« Hors Normes », « Sorry We Missed You »

Se battre pour les plus vulnérables

Par
Publié le 24/10/2019

La réalité la plus dramatique, celle de personnes en grande vulnérabilité et précarité dans notre société, celle qu'on ne veut pas voir, est dans les films de Toledano-Nakache et de Ken Loach. Et pourtant on en sort réconfortés : le combat est possible et utile. D'autant plus réconfortés que « Hors Normes » et « Sorry We Missed You » sont à leur manière des comédies.

« Sorry We Missed You »

« Sorry We Missed You »
Crédit photo : JOSS BARRATT

En France, il manque 37 000 places pour l'accueil des autistes. Stéphane Daoud, avec son association Le Silence des Justes*, prend en charge dans une structure d'urgence médicalisée ouverte 24 heures sur 24 des enfants et adolescents autistes, des cas hypercomplexes pour lesquels il n'y a souvent aucune solution. Il travaille avec Daoud Tatou (Le Relais IDF*), qui organise des activités dans la journée pour ces personnes laissées sans solution et œuvre à l'insertion de jeunes de quartiers difficiles en les formant comme encadrants.

Éric Toledano et Olivier Nakache connaissent depuis longtemps les deux hommes et leur travail, auquel ils ont consacré un documentaire. Avec « Hors Normes »« une comédie, c'est notre façon de nous exprimer » –, ils nous font vivre avec autant d'empathie que d'efficacité cinématographique le combat pour améliorer la vie de ces jeunes exclus. Tourné avec de vrais autistes et de vrais encadrants, le film suit ses deux personnages principaux (et ses deux vedettes, Vincent Cassel et Reda Kateb, excellents) sans jamais sacrifier les autres, mis sur le même plan.

Les cinéastes d'« Intouchables » et du « Sens de la fête » ont réussi un film émouvant et souvent souriant, qui donne envie de se battre pour ces jeunes, au lieu, comme souvent, de détourner le regard.

- - - -

> _Votre tâche_: Recopiez à l'identique le passage de l'article ci-dessus, en commençant par « Éric Toledano et » et en allant jusqu'à « détourner le regard. ».

> _Données fournies_:
- - - -

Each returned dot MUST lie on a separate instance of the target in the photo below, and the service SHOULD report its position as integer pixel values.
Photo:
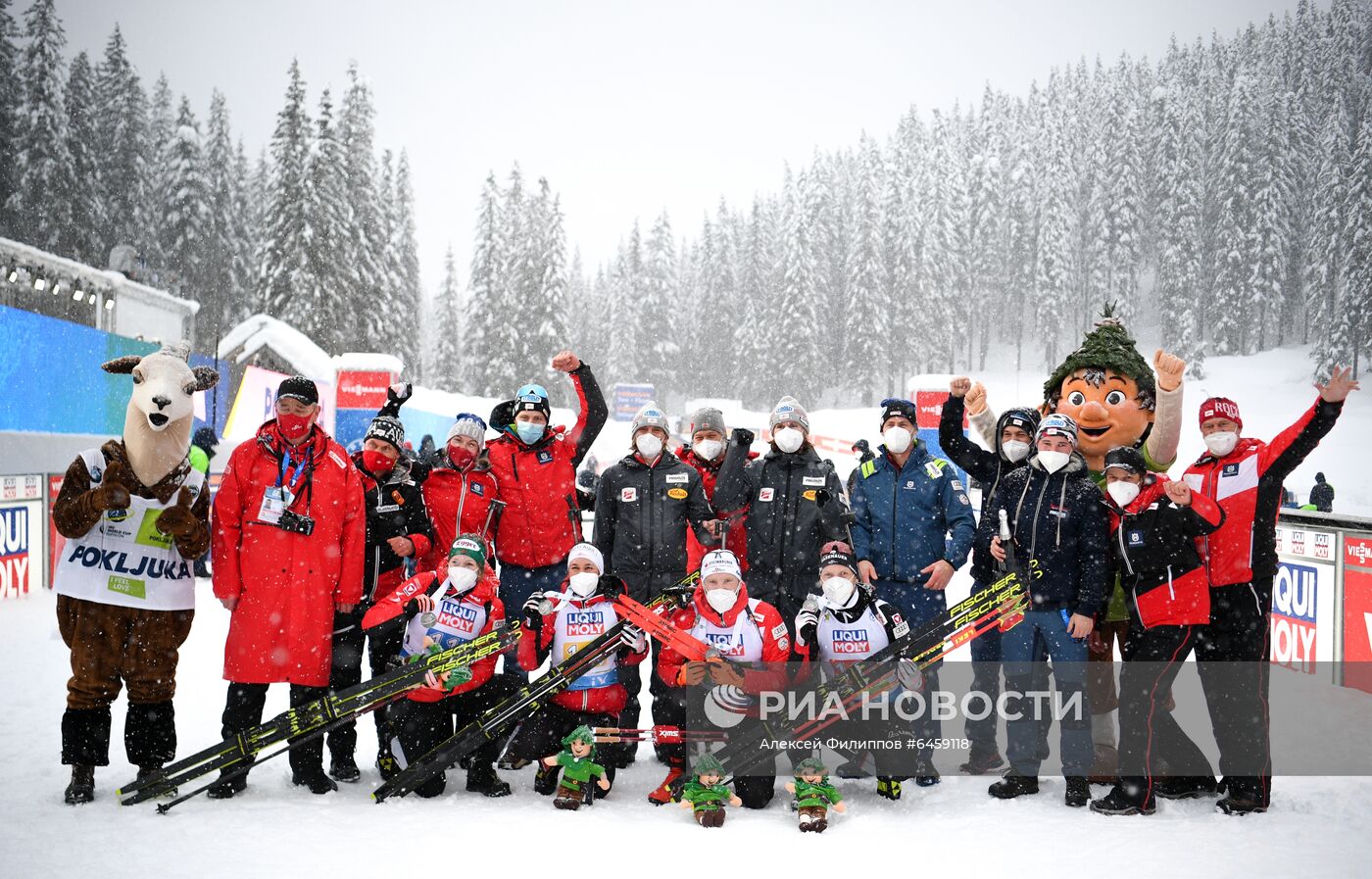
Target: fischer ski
(523, 704)
(1004, 601)
(298, 721)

- - - -

> _Réponse ci-dessous_:
Éric Toledano et Olivier Nakache connaissent depuis longtemps les deux hommes et leur travail, auquel ils ont consacré un documentaire. Avec « Hors Normes »« une comédie, c'est notre façon de nous exprimer » –, ils nous font vivre avec autant d'empathie que d'efficacité cinématographique le combat pour améliorer la vie de ces jeunes exclus. Tourné avec de vrais autistes et de vrais encadrants, le film suit ses deux personnages principaux (et ses deux vedettes, Vincent Cassel et Reda Kateb, excellents) sans jamais sacrifier les autres, mis sur le même plan.

Les cinéastes d'« Intouchables » et du « Sens de la fête » ont réussi un film émouvant et souvent souriant, qui donne envie de se battre pour ces jeunes, au lieu, comme souvent, de détourner le regard.